Source excerpt ->
--------------------------------

ESA's MADRID-Area Exoplanet Science Meeting (MAESM) 2024

Programme

Abstracts, slides and videos

Update on PLATO status (J. Miguel Mas Hesse,  CAB (CSIC-INTA))

I will summarize the present development status of the PLATO mission and the statistics of the analysis performed on the first long pointing field to be observed.

Exoplanetary research: in the path to the Habitable World Observatory (Ana Ines Gomez de Castro,  Joint Center for Ultraviolet Astronomy/JCUVA - Universidad Complutense de Madrid)

This would be just a short talk about the HWO project status seeking for feedback from the European Community as European representative in HWO.

Status of the Gaia mission and its exoplanet science opportunities (Johannes Sahlmann,  ESA - ESAC)

I will present a status update of the Gaia mission, discuss a few recent exoplanet-related science results from Gaia, and present an outlook towards the fourth Gaia data release which offers new opportunities for exoplanet research.

Visualising interactive CHEOPS light-curves in ESASky (Elena Puga, Winterway AB)

I will demo a just-released feature in ESASky that allows users to interactively display CHEOPS level 2 light-curves from the Data Reduction Pipeline (DRP) system, change the flux and time units, compare them with time-series data from Gaia, XMM-Newton and in the future JWST and other missions, and download them from a website.

ARIEL OVERVIEW (THERESA LUEftinger, esa - ESTEC)

This presentation will provide an overview of ESA's ARIEL (Atmospheric Remote-sensing Infrared Exoplanet Large-survey) mission and of its preparatory activities. I will also highlight ways in which the scientific community can contribute to the mission.

CHEXANET: A Novel Approach to Fast-Tracking Disequilibrium Chemistry Calculations for Exoplanets Using Neural Networks (Antónia Vojtekova,  University College London (UCL))

--------------------------------

Record set ->

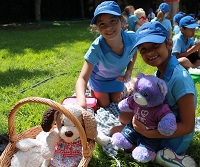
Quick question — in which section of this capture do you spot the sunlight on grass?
[0,22,200,167]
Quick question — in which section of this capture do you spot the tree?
[35,0,41,22]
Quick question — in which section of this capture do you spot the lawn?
[0,21,200,167]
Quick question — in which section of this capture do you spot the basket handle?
[8,97,90,156]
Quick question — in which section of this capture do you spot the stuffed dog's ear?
[41,108,57,132]
[82,110,98,139]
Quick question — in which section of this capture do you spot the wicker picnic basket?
[0,97,95,167]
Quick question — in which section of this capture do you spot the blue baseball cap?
[91,1,122,25]
[158,3,169,14]
[173,13,184,24]
[179,16,200,28]
[133,21,169,49]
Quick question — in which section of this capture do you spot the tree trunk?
[80,0,85,18]
[35,0,41,22]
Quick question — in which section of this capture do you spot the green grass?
[0,22,200,167]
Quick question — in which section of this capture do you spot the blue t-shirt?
[127,14,138,31]
[172,32,195,54]
[156,56,197,154]
[173,25,180,35]
[84,31,136,92]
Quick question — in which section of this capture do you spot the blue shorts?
[161,132,194,155]
[121,121,163,152]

--------------------------------

Problems ->
**A.** From the MAESM 2024 programme, copy everything from "Update on PLATO" down to "representative in HWO." word for word.
**B.** Write out the full listing again, replacing "capture" with "image" wherever it appears and changing nothing else. Leave the pictures out.

Task-by-task answers ->
**A.**
Update on PLATO status (J. Miguel Mas Hesse,  CAB (CSIC-INTA))

I will summarize the present development status of the PLATO mission and the statistics of the analysis performed on the first long pointing field to be observed.

Exoplanetary research: in the path to the Habitable World Observatory (Ana Ines Gomez de Castro,  Joint Center for Ultraviolet Astronomy/JCUVA - Universidad Complutense de Madrid)

This would be just a short talk about the HWO project status seeking for feedback from the European Community as European representative in HWO.

**B.**
Quick question — in which section of this image do you spot the sunlight on grass?
[0,22,200,167]
Quick question — in which section of this image do you spot the tree?
[35,0,41,22]
Quick question — in which section of this image do you spot the lawn?
[0,21,200,167]
Quick question — in which section of this image do you spot the basket handle?
[8,97,90,156]
Quick question — in which section of this image do you spot the stuffed dog's ear?
[41,108,57,132]
[82,110,98,139]
Quick question — in which section of this image do you spot the wicker picnic basket?
[0,97,95,167]
Quick question — in which section of this image do you spot the blue baseball cap?
[91,1,122,25]
[158,3,169,14]
[173,13,184,24]
[179,16,200,28]
[133,21,169,49]
Quick question — in which section of this image do you spot the tree trunk?
[80,0,85,18]
[35,0,41,22]
Quick question — in which section of this image do you spot the green grass?
[0,22,200,167]
Quick question — in which section of this image do you spot the blue t-shirt?
[127,14,138,31]
[172,32,195,54]
[156,56,197,154]
[173,25,180,35]
[84,31,136,92]
Quick question — in which section of this image do you spot the blue shorts?
[161,132,194,155]
[121,121,163,152]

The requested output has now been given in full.